PROBLEM TO WORK ON
The tail of the records, from the line containing "wooden fence rail" through the final line, should be printed exactly and on its own.

Records from a collection
+++++

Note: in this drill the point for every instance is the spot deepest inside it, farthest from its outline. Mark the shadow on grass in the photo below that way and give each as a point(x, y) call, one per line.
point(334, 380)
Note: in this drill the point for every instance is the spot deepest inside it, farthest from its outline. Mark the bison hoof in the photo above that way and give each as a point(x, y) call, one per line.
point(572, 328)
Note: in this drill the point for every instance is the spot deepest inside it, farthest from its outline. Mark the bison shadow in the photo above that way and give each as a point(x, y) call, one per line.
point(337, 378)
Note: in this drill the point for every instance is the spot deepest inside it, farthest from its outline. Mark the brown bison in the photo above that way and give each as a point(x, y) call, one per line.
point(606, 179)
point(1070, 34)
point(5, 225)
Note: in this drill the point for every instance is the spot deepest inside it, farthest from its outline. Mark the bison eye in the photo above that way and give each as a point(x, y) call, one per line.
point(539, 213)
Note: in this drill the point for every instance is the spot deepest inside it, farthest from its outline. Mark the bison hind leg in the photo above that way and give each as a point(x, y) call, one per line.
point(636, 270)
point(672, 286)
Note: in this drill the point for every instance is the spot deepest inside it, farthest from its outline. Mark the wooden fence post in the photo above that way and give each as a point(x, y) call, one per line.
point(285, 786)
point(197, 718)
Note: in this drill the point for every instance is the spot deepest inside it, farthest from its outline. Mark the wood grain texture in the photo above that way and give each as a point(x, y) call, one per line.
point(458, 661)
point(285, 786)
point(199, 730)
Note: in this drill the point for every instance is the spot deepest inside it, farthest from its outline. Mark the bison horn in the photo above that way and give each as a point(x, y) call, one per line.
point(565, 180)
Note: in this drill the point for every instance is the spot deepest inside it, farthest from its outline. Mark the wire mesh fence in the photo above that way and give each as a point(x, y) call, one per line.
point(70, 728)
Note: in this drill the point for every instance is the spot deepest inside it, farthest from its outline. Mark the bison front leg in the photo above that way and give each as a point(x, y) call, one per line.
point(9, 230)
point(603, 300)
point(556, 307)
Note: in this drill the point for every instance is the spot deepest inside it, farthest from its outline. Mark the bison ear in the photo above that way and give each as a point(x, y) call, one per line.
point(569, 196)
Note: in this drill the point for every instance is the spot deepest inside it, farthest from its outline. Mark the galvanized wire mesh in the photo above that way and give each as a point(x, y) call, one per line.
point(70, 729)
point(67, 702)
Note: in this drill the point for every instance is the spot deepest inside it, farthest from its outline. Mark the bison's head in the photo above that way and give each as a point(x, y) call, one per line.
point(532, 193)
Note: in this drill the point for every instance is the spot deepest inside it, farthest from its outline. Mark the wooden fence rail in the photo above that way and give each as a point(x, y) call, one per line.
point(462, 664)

+++++

RESULT OF THIS TASK
Note: in this drill the point for every instance is the spot deepest inside it, farthest from its outline. Mark the wooden fence rail in the photo above that way and give each as a point(x, y) call, one per line.
point(462, 664)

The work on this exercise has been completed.